-- Start Entries supplied --

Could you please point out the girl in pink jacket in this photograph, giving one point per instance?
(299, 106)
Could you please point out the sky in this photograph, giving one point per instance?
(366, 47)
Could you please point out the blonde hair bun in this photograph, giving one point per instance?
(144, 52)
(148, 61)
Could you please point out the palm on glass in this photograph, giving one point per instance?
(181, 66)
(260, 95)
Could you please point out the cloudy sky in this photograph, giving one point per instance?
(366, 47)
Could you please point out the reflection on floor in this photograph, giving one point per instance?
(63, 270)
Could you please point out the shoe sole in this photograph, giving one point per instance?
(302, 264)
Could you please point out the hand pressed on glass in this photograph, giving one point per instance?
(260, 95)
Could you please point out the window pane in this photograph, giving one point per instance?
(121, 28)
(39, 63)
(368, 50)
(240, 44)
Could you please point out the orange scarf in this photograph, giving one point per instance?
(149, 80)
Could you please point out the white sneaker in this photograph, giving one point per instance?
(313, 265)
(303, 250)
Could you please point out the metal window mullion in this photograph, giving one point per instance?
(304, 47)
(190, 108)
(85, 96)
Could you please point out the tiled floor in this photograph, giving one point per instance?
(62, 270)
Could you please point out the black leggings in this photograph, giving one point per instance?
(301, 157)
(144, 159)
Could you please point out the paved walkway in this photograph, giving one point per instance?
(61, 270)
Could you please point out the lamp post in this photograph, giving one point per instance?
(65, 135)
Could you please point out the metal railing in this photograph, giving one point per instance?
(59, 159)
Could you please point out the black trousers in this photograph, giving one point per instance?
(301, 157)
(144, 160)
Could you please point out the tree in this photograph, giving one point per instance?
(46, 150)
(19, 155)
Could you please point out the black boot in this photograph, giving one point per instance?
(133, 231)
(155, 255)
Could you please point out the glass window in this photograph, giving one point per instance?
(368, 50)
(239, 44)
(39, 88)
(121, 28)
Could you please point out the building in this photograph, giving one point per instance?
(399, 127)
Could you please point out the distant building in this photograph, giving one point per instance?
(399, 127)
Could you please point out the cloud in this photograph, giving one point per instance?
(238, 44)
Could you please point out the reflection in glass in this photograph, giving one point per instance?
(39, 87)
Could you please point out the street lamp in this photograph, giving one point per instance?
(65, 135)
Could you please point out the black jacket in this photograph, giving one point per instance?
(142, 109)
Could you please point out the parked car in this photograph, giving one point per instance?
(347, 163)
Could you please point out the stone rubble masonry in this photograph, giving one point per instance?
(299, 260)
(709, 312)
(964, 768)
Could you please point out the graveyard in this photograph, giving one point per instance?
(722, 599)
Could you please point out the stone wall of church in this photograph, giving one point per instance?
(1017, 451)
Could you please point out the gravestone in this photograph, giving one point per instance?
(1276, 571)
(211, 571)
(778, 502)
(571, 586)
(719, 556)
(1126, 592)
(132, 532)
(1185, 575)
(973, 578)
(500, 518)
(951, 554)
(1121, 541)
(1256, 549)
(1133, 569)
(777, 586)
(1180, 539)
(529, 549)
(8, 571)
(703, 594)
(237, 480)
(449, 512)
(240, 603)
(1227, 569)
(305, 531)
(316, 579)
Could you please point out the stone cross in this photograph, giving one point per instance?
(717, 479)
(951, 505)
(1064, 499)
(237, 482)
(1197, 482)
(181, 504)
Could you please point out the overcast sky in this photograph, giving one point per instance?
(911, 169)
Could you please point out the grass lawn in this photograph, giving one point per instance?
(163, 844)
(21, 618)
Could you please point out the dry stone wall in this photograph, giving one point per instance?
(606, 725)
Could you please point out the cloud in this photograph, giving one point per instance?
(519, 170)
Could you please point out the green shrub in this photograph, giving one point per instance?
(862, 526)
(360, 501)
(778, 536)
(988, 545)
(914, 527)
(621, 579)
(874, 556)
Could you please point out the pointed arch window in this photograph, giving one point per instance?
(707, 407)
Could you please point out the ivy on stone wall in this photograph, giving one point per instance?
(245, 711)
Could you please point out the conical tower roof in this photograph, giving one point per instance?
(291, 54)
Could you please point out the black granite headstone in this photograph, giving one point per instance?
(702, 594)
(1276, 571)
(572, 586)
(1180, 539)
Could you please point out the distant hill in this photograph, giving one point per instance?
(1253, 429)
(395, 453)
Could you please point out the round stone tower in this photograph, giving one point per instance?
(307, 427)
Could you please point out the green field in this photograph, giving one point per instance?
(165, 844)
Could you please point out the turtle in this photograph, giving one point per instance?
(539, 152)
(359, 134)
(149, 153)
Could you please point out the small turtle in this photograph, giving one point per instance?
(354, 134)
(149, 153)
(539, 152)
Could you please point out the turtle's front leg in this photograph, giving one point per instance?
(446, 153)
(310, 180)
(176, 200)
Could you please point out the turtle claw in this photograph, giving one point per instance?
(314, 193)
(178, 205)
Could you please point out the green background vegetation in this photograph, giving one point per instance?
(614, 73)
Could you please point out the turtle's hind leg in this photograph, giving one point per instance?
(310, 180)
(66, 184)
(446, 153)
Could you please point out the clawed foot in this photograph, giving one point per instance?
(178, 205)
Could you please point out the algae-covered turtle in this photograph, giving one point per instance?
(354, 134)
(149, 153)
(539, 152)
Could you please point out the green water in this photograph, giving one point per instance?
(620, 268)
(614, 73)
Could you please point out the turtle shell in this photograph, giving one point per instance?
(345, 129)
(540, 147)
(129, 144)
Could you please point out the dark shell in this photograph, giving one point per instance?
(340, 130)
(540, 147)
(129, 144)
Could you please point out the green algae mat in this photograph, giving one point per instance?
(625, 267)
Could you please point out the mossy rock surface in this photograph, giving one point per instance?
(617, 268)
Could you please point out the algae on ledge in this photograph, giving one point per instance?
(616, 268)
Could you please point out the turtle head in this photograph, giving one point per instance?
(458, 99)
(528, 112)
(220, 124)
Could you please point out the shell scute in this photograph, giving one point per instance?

-- End Entries supplied --

_Work to do_:
Copy all of the entries above word for word.

_Correct answer_:
Could you please point out the girl in pink jacket in this photograph, giving one point per instance?
(299, 106)
Could you please point out the sky in this photograph, giving one point per instance?
(366, 47)
Could you please point out the blonde hair bun in this photograph, giving one point per instance?
(144, 52)
(148, 61)
Could you please point out the palm on glass in this photograph, giving one point per instance?
(181, 66)
(260, 95)
Could you please point out the cloudy sky in this photograph, giving one point per instance?
(366, 47)
Could you please point out the reflection on floor in this photograph, giving one point per instance?
(63, 270)
Could you please point out the shoe sole in this photograph, giving one point per instance?
(302, 264)
Could you please point out the hand pressed on glass in this photograph, giving one point per instance?
(260, 95)
Could you please point out the window pane in this photograph, giving one point per instance?
(121, 28)
(39, 63)
(368, 50)
(240, 44)
Could you please point out the orange scarf in this photograph, giving one point per instance?
(149, 80)
Could you please point out the white sneaker in this photograph, giving one point per instance?
(313, 265)
(303, 250)
Could you please point out the metal window mullion in this photograph, giving one point per instance?
(304, 47)
(190, 108)
(85, 96)
Could you please point out the tiled floor in this photograph, giving one point per instance?
(62, 270)
Could you please point out the black leggings in this photograph, giving one point per instance?
(301, 157)
(144, 159)
Could you please point out the paved walkway in this photograph, giving one point per instance?
(61, 270)
Could you please point out the lamp post in this photograph, giving one point per instance?
(65, 135)
Could you please point out the metal railing in this photograph, giving one point per instance?
(59, 159)
Could you please point out the black trousers in this photograph, giving one point per instance?
(301, 157)
(144, 160)
Could you please point out the tree in this photograph, giving one point per instance?
(46, 150)
(19, 155)
Could you please point out the black boot in this photograph, giving one point per instance?
(133, 231)
(155, 255)
Could you please point out the glass window in this photograph, giving one point per instance?
(368, 50)
(239, 44)
(39, 88)
(121, 28)
Could you please point out the building in this photograph, giving one point per instance?
(399, 127)
Could you please point out the distant building in this photograph, giving one point per instance?
(399, 127)
Could you please point out the cloud in this photograph, giving one point per instance?
(238, 44)
Could you please point out the reflection in glass in this photograph, giving one point per instance?
(39, 87)
Could you please point out the street lamp in this photograph, giving one point per instance?
(65, 135)
Could you please point out the black jacket in this photograph, giving one point per instance?
(142, 109)
Could you please point out the parked car in this photograph, giving one point per instance?
(347, 163)
Could you please point out the stone rubble masonry in this photograph, giving one point per instance?
(299, 260)
(709, 312)
(964, 768)
Could you please point out the graveyard in this photograph, giving one point per instance?
(722, 599)
Could you please point out the stone wall of church in this photograph, giving one point per instance?
(1017, 451)
Could you please point out the gravestone in this photograph, giving one point per instance?
(1276, 571)
(211, 571)
(778, 502)
(571, 586)
(719, 556)
(1126, 592)
(132, 532)
(1185, 575)
(973, 578)
(500, 518)
(951, 554)
(1121, 541)
(1256, 549)
(1133, 569)
(777, 586)
(1180, 539)
(529, 549)
(8, 571)
(703, 594)
(237, 480)
(449, 512)
(240, 603)
(1227, 569)
(305, 531)
(316, 579)
Could you please point out the stone cross in this photograph, giving one point per instance?
(717, 479)
(951, 505)
(1064, 499)
(237, 482)
(1197, 482)
(181, 504)
Could you please point out the overcast sky in this photograph, giving one point per instance?
(911, 169)
Could you please point out the grass lawn in this photograph, giving one point per instance?
(163, 844)
(21, 618)
Could you please point out the dry stone wall in this photograph, giving one point per instance?
(606, 725)
Could you please point out the cloud in this photograph, giving one point per instance?
(519, 170)
Could you please point out the green shrub in this photograph, giving one point per instance?
(862, 526)
(360, 501)
(778, 536)
(988, 545)
(914, 527)
(621, 579)
(874, 556)
Could you please point out the pointed arch window in this photograph, giving one point per instance?
(707, 407)
Could you please point out the ivy on stone wall in this photograph, giving one point per instance?
(245, 711)
Could you please point out the conical tower roof in this photograph, giving one point per instance?
(291, 54)
Could you please point out the black granite headstone in this photograph, giving one point per instance?
(702, 594)
(1276, 571)
(572, 586)
(1180, 539)
Could you please point out the distant hill in this photograph, giving one point per instance?
(1253, 429)
(395, 453)
Could you please point out the round stone tower in this photograph, giving one point per instance?
(307, 427)
Could you please point out the green field in this photograph, giving one point per instance?
(165, 844)
Could you please point out the turtle in this photograph, giving one point per instance?
(539, 152)
(359, 134)
(149, 153)
Could you please point out the small turtle in this photograph, giving one point per instance?
(354, 134)
(149, 153)
(539, 152)
Could you please point out the turtle's front leg in this photograph, giving one point per instance?
(446, 153)
(310, 180)
(176, 200)
Could you please point out the turtle claw in this photograph, giving one point per instance?
(314, 193)
(178, 205)
Could you please point out the green background vegetation in this photograph, giving one point per instance?
(614, 73)
Could you please point out the turtle's hind leg in this photograph, giving one point per instance?
(310, 180)
(66, 184)
(446, 153)
Could you please point out the clawed foot in this photograph, giving one point per instance?
(178, 205)
Could you please point out the algae-covered turtle in this photograph, giving one point per instance?
(354, 134)
(149, 153)
(539, 152)
Could you please point out the green water in this photograph, giving one point per instance?
(620, 268)
(614, 73)
Could you please point out the turtle shell in this photograph, giving one point per instance?
(345, 129)
(540, 147)
(129, 144)
Could you please point out the dark shell in this photograph, giving one point per instance?
(340, 130)
(540, 147)
(129, 144)
Could you please point out the green algae mat in this photograph, giving one point per instance?
(625, 267)
Could you please point out the mossy rock surface in this photograph, giving one point per instance?
(617, 268)
Could you please point out the algae on ledge in this photograph, giving one point per instance?
(616, 268)
Could you please point out the turtle head in this photograph, giving one point per instance?
(458, 99)
(528, 112)
(220, 124)
Could you please point out the shell scute in this photograph, giving one point per instance?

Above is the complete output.